== TESTO DELL'ESERCIZIO ==

═══

Caro lettore,
l’estate va finendo, ed è tempo di rinnovamento, in più d’un senso e in più di una dimensione, a patto evidentemente che tale cambiamento si sia di buon animo nel volerlo accogliere. Questa nuova edizione intende esplorare quegli universi che si sono fatti protagonisti degli ultimi anni, dunque il mare magnum del debito pubblico, e la sostenibilità.
Il debito che gli Stati hanno ereditato dalla pandemia, che si somma al precedente, rimane una spada che chiunque fuorché Damocle è disposto a vedere, o solo a prendere in considerazione. Gestirlo è semplice a patto di qualche minimo accorgimento, redimerlo è ben più problematico, forse impossibile, ragion per cui è un’ipotesi aprioristicamente scartata. Eppure, prim’ancora di interrogarsi della sua sostenibilità, è bene domandarsi: che mondo sarebbe senza debito pubblico? Quali effetti ha la sua scarsità in quei rari Paesi che dell’essere eccezione fanno un vanto? Svizzera e Giappone si trovano agli estremi opposti, ma…
Al tempo stesso la sostenibilità, e ironia della sorte non quella dei debiti, si è ritagliata nel corso degli anni un ruolo da protagonista assoluta in tutti i salotti buoni, forse proprio in virtù dell’essere tutto e nulla, e in questo si è riscoperta incredibilmente moderna. Ciononostante, esistono realtà imprenditoriali e finanziarie che già in tempi non sospetti facevano di idee oggi assimilabili a ‘sostenibilità’ la loro forza. All’epoca la definivano semplicemente buon senso. Cosa è cambiato?
Se invece si guarda alla più banale delle tre dimensioni Esg, e dunque l’ambientale, un grande interprete che va distinguendosi nel campo può essere il principe degli investimenti alternativi, il Vino, con performance e volatilità che le asset class tradizionali sognano.

═══

== VOCI ESTRATTE ==
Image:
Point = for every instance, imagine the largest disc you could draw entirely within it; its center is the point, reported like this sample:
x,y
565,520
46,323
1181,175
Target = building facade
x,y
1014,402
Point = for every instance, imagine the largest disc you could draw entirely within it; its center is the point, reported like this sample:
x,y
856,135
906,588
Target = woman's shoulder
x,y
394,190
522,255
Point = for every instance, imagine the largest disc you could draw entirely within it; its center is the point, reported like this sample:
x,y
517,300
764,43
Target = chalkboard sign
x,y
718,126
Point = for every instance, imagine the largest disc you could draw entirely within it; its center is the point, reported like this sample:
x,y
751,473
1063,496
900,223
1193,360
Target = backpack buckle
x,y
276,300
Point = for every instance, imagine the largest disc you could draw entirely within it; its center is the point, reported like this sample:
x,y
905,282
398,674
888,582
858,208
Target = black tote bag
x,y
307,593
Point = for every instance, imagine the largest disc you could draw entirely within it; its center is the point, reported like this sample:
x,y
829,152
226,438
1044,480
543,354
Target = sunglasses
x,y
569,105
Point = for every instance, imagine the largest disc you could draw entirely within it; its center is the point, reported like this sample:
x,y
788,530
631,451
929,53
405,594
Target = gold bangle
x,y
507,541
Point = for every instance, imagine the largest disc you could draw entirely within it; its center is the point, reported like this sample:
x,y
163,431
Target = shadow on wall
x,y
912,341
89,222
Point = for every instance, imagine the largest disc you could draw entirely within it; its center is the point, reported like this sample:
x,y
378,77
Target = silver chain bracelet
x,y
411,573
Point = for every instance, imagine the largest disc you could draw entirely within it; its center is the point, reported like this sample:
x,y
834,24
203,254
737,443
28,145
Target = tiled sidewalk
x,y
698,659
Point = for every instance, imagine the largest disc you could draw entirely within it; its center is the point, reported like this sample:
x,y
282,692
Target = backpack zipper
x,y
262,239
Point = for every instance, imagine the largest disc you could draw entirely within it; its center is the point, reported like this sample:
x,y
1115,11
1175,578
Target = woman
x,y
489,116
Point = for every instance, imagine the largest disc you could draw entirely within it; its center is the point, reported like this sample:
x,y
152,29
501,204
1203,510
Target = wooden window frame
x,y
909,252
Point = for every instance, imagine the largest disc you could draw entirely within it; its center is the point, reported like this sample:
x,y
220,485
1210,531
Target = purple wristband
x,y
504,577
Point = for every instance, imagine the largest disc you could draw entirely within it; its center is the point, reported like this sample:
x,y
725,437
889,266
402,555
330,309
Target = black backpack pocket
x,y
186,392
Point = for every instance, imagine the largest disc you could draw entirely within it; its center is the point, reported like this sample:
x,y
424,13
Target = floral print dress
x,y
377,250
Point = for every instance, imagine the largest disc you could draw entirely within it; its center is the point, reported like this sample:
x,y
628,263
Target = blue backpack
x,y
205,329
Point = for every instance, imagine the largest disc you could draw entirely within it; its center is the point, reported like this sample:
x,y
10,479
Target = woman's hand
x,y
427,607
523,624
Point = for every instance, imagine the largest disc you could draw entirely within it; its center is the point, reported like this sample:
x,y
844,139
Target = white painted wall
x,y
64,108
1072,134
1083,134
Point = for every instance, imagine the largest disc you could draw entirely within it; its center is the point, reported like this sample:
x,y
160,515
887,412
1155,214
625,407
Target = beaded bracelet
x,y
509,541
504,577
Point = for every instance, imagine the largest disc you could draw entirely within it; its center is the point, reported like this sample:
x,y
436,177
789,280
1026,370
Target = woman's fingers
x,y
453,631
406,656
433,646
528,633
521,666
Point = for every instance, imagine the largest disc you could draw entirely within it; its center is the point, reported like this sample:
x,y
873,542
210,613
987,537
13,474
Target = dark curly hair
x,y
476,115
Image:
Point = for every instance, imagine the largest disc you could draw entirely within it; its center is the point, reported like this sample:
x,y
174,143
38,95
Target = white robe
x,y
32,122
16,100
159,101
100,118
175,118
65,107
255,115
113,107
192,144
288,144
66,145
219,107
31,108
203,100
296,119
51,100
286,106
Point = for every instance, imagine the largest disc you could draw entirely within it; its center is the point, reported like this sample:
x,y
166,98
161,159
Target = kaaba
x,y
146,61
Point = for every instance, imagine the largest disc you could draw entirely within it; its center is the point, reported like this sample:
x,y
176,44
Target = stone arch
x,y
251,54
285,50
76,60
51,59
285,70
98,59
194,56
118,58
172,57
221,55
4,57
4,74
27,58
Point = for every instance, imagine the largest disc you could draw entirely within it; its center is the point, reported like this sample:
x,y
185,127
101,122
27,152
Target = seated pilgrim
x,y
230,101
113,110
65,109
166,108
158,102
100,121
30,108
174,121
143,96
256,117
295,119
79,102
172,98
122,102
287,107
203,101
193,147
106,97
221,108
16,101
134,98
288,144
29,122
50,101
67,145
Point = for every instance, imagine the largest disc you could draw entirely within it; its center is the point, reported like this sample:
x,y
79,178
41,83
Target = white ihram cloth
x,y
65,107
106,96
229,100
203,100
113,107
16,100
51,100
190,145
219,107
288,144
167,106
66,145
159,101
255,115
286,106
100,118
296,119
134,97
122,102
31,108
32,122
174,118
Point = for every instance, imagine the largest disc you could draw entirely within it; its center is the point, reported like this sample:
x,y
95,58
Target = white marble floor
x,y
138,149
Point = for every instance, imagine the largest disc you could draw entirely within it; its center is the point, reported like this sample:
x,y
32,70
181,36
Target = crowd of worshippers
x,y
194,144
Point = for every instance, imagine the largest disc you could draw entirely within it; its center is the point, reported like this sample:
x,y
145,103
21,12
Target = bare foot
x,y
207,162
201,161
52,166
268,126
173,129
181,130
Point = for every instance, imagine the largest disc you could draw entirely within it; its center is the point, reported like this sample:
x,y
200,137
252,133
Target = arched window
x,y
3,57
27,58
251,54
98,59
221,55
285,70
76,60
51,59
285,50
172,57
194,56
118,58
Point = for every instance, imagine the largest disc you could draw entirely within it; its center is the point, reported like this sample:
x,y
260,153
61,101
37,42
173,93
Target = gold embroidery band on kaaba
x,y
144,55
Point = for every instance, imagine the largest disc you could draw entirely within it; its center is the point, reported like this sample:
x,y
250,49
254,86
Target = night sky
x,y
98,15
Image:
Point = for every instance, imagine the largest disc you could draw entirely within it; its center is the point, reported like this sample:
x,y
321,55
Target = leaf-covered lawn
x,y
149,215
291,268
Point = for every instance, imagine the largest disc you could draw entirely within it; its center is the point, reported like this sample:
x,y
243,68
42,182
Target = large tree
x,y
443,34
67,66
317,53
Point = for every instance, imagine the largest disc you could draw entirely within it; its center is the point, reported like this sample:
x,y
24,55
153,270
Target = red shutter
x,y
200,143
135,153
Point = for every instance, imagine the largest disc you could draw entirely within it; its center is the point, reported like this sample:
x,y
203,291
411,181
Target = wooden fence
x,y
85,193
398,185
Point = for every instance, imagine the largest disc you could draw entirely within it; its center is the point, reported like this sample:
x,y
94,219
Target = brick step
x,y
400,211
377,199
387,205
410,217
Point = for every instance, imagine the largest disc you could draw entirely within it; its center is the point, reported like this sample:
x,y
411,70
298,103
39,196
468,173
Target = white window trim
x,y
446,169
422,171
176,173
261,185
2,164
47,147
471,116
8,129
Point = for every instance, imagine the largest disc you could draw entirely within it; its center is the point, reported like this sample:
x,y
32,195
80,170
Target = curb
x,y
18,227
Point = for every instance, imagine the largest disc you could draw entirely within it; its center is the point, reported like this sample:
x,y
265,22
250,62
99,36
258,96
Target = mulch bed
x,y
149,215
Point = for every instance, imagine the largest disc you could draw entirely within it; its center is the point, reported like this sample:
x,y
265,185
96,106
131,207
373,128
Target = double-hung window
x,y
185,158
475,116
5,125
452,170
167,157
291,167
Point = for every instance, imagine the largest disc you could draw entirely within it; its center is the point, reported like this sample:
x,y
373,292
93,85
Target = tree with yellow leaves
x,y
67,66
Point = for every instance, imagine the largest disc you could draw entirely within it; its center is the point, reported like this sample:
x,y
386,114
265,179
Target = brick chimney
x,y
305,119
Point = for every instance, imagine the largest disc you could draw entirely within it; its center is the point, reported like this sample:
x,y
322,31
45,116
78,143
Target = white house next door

═══

== CONSEGNA ==
Nella lettera su debito pubblico e sostenibilità, trascrivi senza alcuna modifica tutto ciò che va da «Se invece si» fino a «class tradizionali sognano.». Per svolgere l'esercizio i record non servono.

== RISULTATO ESERCIZIO ==
Se invece si guarda alla più banale delle tre dimensioni Esg, e dunque l’ambientale, un grande interprete che va distinguendosi nel campo può essere il principe degli investimenti alternativi, il Vino, con performance e volatilità che le asset class tradizionali sognano.